What you should do.
Please transcribe the entries below exactly and leave out every picture.

Records provided.
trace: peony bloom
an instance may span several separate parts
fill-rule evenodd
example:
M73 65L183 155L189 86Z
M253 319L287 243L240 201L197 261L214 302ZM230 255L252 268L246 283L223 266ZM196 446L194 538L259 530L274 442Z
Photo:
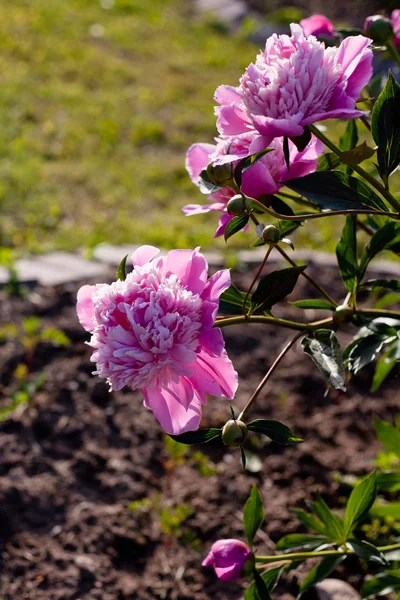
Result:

Task answer.
trace: peony bloom
an instance may span several separate parts
fill-rule evenodd
example:
M73 65L183 155L189 86Z
M253 319L287 243L240 201L197 261L214 302ZM230 255L252 268L246 283L223 266ZM196 446L194 538L259 530L274 442Z
Photo:
Result:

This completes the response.